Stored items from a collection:
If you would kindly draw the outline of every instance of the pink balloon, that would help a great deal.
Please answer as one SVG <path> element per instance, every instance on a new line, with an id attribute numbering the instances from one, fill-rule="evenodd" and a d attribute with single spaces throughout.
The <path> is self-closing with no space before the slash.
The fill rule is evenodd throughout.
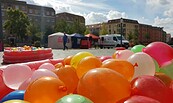
<path id="1" fill-rule="evenodd" d="M 139 76 L 131 81 L 131 85 L 132 95 L 150 97 L 158 100 L 160 103 L 170 103 L 166 102 L 168 100 L 166 85 L 155 76 Z"/>
<path id="2" fill-rule="evenodd" d="M 31 68 L 24 64 L 12 64 L 3 70 L 4 83 L 11 89 L 18 89 L 19 86 L 31 77 Z"/>
<path id="3" fill-rule="evenodd" d="M 150 97 L 134 95 L 129 99 L 127 99 L 124 103 L 160 103 L 160 102 Z"/>
<path id="4" fill-rule="evenodd" d="M 138 52 L 131 55 L 127 61 L 132 63 L 135 67 L 135 73 L 133 78 L 140 75 L 151 75 L 155 74 L 155 63 L 153 58 L 144 52 Z"/>
<path id="5" fill-rule="evenodd" d="M 43 77 L 43 76 L 49 76 L 49 77 L 55 77 L 55 78 L 58 78 L 58 76 L 50 71 L 50 70 L 47 70 L 47 69 L 38 69 L 38 70 L 35 70 L 31 76 L 31 81 L 35 81 L 36 79 L 40 78 L 40 77 Z"/>
<path id="6" fill-rule="evenodd" d="M 40 67 L 38 69 L 53 70 L 53 69 L 55 69 L 55 66 L 51 63 L 43 63 L 42 65 L 40 65 Z"/>
<path id="7" fill-rule="evenodd" d="M 118 50 L 116 53 L 116 59 L 127 60 L 131 55 L 134 54 L 131 50 Z"/>
<path id="8" fill-rule="evenodd" d="M 172 63 L 173 49 L 166 43 L 153 42 L 143 48 L 142 51 L 154 58 L 160 67 Z"/>
<path id="9" fill-rule="evenodd" d="M 3 78 L 2 78 L 2 70 L 0 69 L 0 100 L 6 96 L 8 93 L 14 91 L 13 89 L 11 88 L 8 88 L 5 84 L 4 84 L 4 81 L 3 81 Z"/>

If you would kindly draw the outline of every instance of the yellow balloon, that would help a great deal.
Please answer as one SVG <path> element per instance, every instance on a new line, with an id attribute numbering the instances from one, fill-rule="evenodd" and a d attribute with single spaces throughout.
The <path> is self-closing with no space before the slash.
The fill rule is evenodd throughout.
<path id="1" fill-rule="evenodd" d="M 77 54 L 75 54 L 71 61 L 70 61 L 70 65 L 74 68 L 77 68 L 77 65 L 79 64 L 79 62 L 87 56 L 94 56 L 93 54 L 91 54 L 90 52 L 79 52 Z"/>
<path id="2" fill-rule="evenodd" d="M 30 103 L 30 102 L 27 102 L 24 100 L 8 100 L 8 101 L 5 101 L 3 103 Z"/>

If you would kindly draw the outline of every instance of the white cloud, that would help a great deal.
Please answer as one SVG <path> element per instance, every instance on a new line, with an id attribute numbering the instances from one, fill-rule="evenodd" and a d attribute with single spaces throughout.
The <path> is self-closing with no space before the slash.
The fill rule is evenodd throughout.
<path id="1" fill-rule="evenodd" d="M 173 17 L 173 9 L 164 11 L 164 16 Z"/>

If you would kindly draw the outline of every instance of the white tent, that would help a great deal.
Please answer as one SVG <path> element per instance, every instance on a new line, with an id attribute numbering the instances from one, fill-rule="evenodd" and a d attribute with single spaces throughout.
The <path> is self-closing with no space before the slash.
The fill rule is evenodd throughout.
<path id="1" fill-rule="evenodd" d="M 52 49 L 62 49 L 63 46 L 63 35 L 64 33 L 61 32 L 57 32 L 54 34 L 51 34 L 48 36 L 48 47 L 52 48 Z M 71 43 L 71 36 L 68 35 L 68 41 L 67 41 L 67 47 L 71 48 L 72 47 L 72 43 Z"/>

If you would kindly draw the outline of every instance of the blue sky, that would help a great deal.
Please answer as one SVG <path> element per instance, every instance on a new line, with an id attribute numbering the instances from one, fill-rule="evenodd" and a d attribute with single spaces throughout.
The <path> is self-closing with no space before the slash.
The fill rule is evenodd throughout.
<path id="1" fill-rule="evenodd" d="M 164 27 L 173 36 L 172 0 L 22 0 L 53 7 L 56 13 L 69 12 L 85 17 L 86 24 L 127 18 L 139 23 Z"/>

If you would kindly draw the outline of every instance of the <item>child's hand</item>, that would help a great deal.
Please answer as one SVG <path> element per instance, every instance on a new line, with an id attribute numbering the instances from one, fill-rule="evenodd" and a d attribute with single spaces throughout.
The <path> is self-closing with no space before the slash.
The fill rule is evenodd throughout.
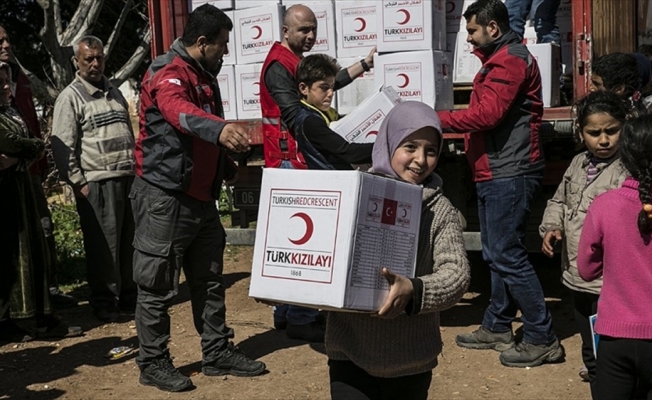
<path id="1" fill-rule="evenodd" d="M 561 242 L 561 239 L 562 235 L 559 229 L 546 232 L 546 234 L 543 236 L 543 243 L 541 244 L 541 251 L 543 254 L 552 258 L 555 255 L 554 246 L 557 244 L 557 242 Z"/>
<path id="2" fill-rule="evenodd" d="M 403 275 L 393 274 L 387 268 L 381 269 L 380 274 L 389 283 L 389 295 L 385 303 L 380 307 L 378 316 L 393 319 L 405 310 L 405 306 L 412 298 L 412 293 L 414 293 L 414 286 L 412 286 L 411 280 Z"/>

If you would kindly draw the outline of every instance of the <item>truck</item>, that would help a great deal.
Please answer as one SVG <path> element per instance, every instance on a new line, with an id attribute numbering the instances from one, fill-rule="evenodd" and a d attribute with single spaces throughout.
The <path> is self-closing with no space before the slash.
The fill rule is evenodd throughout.
<path id="1" fill-rule="evenodd" d="M 613 52 L 634 52 L 638 45 L 652 43 L 652 0 L 562 0 L 570 3 L 572 31 L 566 38 L 572 46 L 572 61 L 565 72 L 569 104 L 586 96 L 591 86 L 592 60 Z M 152 58 L 167 51 L 181 36 L 191 2 L 189 0 L 148 0 L 152 28 Z M 526 245 L 540 251 L 538 225 L 546 202 L 562 180 L 564 171 L 577 153 L 572 106 L 544 109 L 541 141 L 546 158 L 543 190 L 531 208 Z M 233 225 L 248 228 L 255 220 L 260 198 L 260 166 L 252 166 L 262 151 L 261 120 L 237 121 L 252 138 L 252 152 L 238 159 L 240 180 L 232 188 Z M 444 151 L 437 172 L 444 181 L 444 193 L 466 220 L 464 238 L 469 251 L 481 250 L 477 203 L 471 172 L 464 155 L 464 135 L 444 134 Z M 252 229 L 229 230 L 234 244 L 253 244 Z"/>

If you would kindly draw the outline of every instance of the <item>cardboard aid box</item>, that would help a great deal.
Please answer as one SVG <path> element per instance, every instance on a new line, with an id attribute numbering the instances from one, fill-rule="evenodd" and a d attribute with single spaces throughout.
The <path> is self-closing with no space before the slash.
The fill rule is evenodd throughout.
<path id="1" fill-rule="evenodd" d="M 373 143 L 383 119 L 401 101 L 394 88 L 384 87 L 346 117 L 331 122 L 330 128 L 347 142 Z"/>
<path id="2" fill-rule="evenodd" d="M 453 109 L 450 53 L 408 51 L 374 56 L 376 87 L 393 86 L 403 100 L 421 101 L 435 110 Z"/>
<path id="3" fill-rule="evenodd" d="M 364 57 L 366 57 L 366 54 L 361 57 L 340 58 L 337 62 L 342 68 L 348 68 L 350 65 L 360 62 Z M 371 71 L 363 72 L 353 82 L 335 92 L 337 112 L 342 115 L 350 114 L 363 101 L 373 96 L 377 91 L 378 88 L 376 88 L 374 81 L 374 68 L 372 68 Z"/>
<path id="4" fill-rule="evenodd" d="M 231 18 L 231 21 L 235 20 L 235 12 L 233 11 L 224 11 L 224 14 L 226 14 L 229 18 Z M 236 65 L 238 63 L 237 61 L 237 56 L 238 50 L 237 50 L 237 42 L 235 39 L 235 29 L 231 29 L 231 32 L 229 32 L 229 43 L 227 44 L 227 49 L 229 49 L 229 54 L 226 54 L 225 56 L 222 57 L 224 60 L 224 65 Z"/>
<path id="5" fill-rule="evenodd" d="M 249 296 L 378 310 L 381 267 L 414 277 L 421 192 L 360 171 L 265 168 Z"/>
<path id="6" fill-rule="evenodd" d="M 376 0 L 338 0 L 335 2 L 337 56 L 369 54 L 377 43 Z"/>
<path id="7" fill-rule="evenodd" d="M 471 84 L 482 68 L 482 61 L 473 54 L 473 45 L 466 41 L 466 32 L 448 33 L 448 49 L 452 51 L 453 83 Z"/>
<path id="8" fill-rule="evenodd" d="M 454 32 L 466 32 L 466 19 L 464 11 L 475 0 L 446 0 L 446 31 L 450 35 Z"/>
<path id="9" fill-rule="evenodd" d="M 236 10 L 245 8 L 264 7 L 270 4 L 281 4 L 281 0 L 233 0 Z"/>
<path id="10" fill-rule="evenodd" d="M 315 13 L 315 18 L 317 18 L 315 45 L 312 50 L 304 53 L 304 56 L 323 53 L 333 58 L 337 57 L 335 47 L 335 7 L 333 7 L 333 3 L 323 0 L 283 0 L 286 10 L 295 4 L 306 5 Z"/>
<path id="11" fill-rule="evenodd" d="M 235 66 L 236 107 L 239 119 L 260 118 L 260 72 L 263 64 Z"/>
<path id="12" fill-rule="evenodd" d="M 381 53 L 446 49 L 444 0 L 383 0 L 376 24 Z"/>
<path id="13" fill-rule="evenodd" d="M 552 43 L 528 44 L 527 49 L 539 64 L 543 106 L 558 106 L 560 103 L 559 69 L 561 67 L 559 46 Z"/>
<path id="14" fill-rule="evenodd" d="M 237 101 L 235 94 L 235 69 L 233 65 L 223 65 L 217 75 L 217 85 L 222 95 L 222 109 L 224 119 L 238 119 Z"/>
<path id="15" fill-rule="evenodd" d="M 272 2 L 270 2 L 272 3 Z M 233 17 L 238 64 L 264 62 L 274 42 L 281 41 L 283 6 L 236 10 Z"/>

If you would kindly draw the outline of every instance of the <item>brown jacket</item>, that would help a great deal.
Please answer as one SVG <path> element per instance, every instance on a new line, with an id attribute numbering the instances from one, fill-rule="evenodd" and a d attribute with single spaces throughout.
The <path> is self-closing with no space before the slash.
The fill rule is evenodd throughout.
<path id="1" fill-rule="evenodd" d="M 598 164 L 598 175 L 586 185 L 590 153 L 585 151 L 571 161 L 564 173 L 552 199 L 543 213 L 539 233 L 543 237 L 547 231 L 562 231 L 562 282 L 568 288 L 579 292 L 600 294 L 602 278 L 592 282 L 583 280 L 577 271 L 577 246 L 586 218 L 586 211 L 593 199 L 610 189 L 620 187 L 627 172 L 616 156 L 609 162 Z"/>

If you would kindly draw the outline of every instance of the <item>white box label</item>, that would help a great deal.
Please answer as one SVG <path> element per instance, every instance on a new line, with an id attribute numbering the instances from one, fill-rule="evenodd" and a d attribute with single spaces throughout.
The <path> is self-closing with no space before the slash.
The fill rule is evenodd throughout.
<path id="1" fill-rule="evenodd" d="M 332 282 L 341 195 L 337 191 L 271 190 L 265 228 L 269 232 L 270 227 L 283 226 L 287 235 L 266 235 L 264 277 Z M 313 235 L 319 235 L 318 240 L 311 240 Z"/>

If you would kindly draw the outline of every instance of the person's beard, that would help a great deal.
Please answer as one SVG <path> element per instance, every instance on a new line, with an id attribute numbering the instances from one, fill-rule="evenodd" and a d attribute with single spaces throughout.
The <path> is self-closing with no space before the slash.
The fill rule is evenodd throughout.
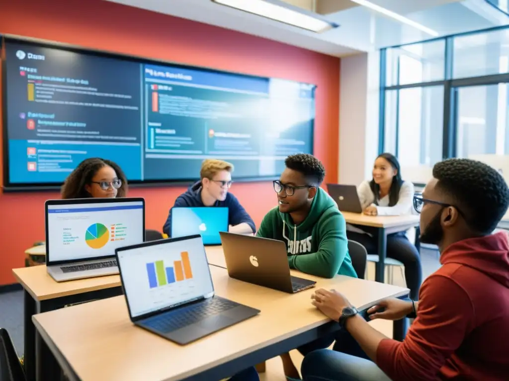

Work to do: Please find every line of the material above that contains the word "white" and copy each one out in full.

Result of the task:
If you would kindly draw the outline of every instance of the white cloud, that would help a great deal.
If you would kindly draw the outline of every instance of the white tent, that would help a great deal.
If you would kindly draw the outline of every instance of the <item>white box label</item>, that would help a great deal.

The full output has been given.